- _SOURCE MATERIAL_
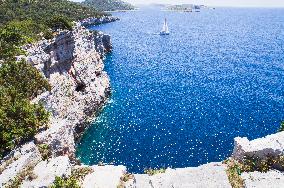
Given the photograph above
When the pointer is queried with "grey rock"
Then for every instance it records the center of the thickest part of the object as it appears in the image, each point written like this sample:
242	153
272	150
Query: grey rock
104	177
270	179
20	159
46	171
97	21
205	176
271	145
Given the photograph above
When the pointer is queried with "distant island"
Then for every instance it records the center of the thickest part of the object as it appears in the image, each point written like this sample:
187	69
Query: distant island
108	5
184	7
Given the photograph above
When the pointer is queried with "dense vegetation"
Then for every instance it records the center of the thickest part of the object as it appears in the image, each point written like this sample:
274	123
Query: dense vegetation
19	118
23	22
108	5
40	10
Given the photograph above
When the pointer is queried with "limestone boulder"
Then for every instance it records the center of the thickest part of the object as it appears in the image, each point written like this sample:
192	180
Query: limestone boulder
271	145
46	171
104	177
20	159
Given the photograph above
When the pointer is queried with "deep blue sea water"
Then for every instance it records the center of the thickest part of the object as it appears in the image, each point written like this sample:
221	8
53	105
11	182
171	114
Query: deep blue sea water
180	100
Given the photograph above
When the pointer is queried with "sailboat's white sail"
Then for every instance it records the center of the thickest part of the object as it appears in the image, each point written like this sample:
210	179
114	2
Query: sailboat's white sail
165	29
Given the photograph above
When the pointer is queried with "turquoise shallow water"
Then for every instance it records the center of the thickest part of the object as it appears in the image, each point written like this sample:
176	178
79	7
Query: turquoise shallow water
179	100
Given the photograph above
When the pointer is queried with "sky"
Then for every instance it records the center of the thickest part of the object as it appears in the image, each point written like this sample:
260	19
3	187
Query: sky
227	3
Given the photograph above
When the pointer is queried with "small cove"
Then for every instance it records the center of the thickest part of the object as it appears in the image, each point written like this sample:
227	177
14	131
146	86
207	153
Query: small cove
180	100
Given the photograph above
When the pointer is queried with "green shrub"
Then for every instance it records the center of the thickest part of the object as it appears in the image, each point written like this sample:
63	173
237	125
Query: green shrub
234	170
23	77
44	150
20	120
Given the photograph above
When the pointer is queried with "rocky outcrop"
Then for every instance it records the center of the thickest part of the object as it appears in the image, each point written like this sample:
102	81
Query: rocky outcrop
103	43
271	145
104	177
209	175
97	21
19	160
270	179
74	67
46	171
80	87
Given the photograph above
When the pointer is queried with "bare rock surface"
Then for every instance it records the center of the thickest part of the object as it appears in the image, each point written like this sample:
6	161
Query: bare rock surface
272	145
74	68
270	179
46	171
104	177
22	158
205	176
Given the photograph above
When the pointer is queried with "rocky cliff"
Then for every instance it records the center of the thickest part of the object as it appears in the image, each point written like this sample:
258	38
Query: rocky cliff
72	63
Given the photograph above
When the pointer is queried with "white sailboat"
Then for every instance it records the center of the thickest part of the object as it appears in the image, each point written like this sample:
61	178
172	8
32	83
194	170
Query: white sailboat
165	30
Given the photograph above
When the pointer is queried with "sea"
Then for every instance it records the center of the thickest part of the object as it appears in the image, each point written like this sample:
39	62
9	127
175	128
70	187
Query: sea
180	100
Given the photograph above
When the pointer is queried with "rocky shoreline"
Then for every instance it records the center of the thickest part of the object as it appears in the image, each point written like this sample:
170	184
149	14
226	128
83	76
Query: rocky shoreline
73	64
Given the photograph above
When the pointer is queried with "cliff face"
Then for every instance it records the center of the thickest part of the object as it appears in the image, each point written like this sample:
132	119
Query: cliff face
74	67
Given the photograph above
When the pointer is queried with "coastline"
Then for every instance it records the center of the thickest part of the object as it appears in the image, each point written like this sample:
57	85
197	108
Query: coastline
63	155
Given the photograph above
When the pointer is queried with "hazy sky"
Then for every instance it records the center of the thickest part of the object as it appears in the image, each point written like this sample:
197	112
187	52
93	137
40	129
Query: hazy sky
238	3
* * *
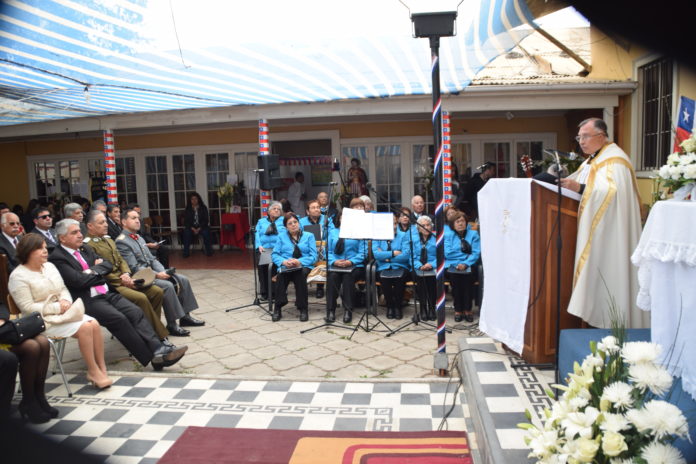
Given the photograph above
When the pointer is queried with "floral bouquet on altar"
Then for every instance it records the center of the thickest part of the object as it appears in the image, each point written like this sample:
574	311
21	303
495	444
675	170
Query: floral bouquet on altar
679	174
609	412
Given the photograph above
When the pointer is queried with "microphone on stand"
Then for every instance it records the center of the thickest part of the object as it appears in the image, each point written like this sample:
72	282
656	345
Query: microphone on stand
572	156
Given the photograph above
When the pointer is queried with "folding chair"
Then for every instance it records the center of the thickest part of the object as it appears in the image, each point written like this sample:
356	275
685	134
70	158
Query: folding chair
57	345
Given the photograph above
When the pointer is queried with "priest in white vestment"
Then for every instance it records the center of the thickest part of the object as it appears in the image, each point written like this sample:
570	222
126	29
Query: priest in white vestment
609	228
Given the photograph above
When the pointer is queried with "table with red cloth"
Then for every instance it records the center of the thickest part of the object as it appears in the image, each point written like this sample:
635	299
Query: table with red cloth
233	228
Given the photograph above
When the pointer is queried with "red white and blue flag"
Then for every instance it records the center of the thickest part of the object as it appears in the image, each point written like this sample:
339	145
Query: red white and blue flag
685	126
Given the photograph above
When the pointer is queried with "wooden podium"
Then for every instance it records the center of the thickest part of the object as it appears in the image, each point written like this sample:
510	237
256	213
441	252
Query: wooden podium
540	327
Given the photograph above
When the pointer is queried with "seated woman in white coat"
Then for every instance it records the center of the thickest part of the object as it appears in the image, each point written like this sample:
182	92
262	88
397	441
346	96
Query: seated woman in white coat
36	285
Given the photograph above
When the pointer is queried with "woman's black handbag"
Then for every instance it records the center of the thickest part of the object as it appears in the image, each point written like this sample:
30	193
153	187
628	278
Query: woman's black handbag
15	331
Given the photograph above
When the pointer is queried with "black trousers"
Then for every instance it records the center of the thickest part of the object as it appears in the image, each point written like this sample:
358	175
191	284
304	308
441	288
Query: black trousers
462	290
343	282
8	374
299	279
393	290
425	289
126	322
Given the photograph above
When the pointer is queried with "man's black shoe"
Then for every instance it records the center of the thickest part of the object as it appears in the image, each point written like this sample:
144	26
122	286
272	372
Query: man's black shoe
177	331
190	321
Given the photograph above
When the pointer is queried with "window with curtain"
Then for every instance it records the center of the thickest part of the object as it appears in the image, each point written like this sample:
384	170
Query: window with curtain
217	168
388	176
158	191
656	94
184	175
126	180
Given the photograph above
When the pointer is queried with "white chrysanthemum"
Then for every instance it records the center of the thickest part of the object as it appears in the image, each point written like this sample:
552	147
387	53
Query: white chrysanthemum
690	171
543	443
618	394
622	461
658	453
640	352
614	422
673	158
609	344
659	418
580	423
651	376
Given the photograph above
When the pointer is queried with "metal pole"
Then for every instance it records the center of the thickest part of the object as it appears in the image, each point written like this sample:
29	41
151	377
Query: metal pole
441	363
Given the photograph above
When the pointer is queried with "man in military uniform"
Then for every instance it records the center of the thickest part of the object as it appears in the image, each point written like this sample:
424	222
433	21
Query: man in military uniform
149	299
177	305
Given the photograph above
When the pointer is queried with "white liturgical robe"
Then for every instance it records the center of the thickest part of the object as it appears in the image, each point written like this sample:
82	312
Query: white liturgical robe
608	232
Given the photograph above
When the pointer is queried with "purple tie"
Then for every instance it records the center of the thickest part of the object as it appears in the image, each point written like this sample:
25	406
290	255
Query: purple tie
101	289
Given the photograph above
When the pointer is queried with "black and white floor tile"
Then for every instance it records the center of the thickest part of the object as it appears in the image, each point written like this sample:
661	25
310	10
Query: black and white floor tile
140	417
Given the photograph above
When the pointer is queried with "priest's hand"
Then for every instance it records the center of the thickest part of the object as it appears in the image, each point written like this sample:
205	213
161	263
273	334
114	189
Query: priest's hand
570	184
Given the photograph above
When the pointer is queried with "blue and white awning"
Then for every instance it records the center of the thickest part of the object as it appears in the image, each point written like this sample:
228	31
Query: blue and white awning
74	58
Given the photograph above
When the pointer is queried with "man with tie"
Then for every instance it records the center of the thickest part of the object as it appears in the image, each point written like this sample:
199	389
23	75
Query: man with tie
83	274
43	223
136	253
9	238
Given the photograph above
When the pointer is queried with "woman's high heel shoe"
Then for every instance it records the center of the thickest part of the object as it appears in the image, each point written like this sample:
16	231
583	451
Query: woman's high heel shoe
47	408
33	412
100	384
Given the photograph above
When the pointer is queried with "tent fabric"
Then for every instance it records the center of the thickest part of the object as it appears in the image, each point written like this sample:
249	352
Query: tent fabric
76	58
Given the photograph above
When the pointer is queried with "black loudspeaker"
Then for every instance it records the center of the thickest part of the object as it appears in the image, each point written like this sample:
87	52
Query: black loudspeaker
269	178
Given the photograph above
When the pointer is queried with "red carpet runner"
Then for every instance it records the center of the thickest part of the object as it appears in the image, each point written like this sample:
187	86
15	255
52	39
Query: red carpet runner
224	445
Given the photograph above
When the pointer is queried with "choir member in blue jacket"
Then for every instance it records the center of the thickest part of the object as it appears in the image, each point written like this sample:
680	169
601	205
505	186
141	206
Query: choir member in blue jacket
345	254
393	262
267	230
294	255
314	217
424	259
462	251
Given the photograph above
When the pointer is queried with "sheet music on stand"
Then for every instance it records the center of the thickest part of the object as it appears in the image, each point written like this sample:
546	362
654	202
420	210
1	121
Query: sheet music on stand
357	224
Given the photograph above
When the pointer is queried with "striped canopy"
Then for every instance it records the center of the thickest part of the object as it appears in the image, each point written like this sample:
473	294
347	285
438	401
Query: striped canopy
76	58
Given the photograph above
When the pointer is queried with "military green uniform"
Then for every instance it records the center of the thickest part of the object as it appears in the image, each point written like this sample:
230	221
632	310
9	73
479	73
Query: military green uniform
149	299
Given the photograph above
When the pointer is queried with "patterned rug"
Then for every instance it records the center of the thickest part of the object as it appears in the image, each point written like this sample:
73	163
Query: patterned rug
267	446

- _GIVEN TASK_
Pick out every line of the entries above that contains the word "folding", and copy each one.

- _REPLY_
When the pointer is queried with "folding chair"
Query: folding chair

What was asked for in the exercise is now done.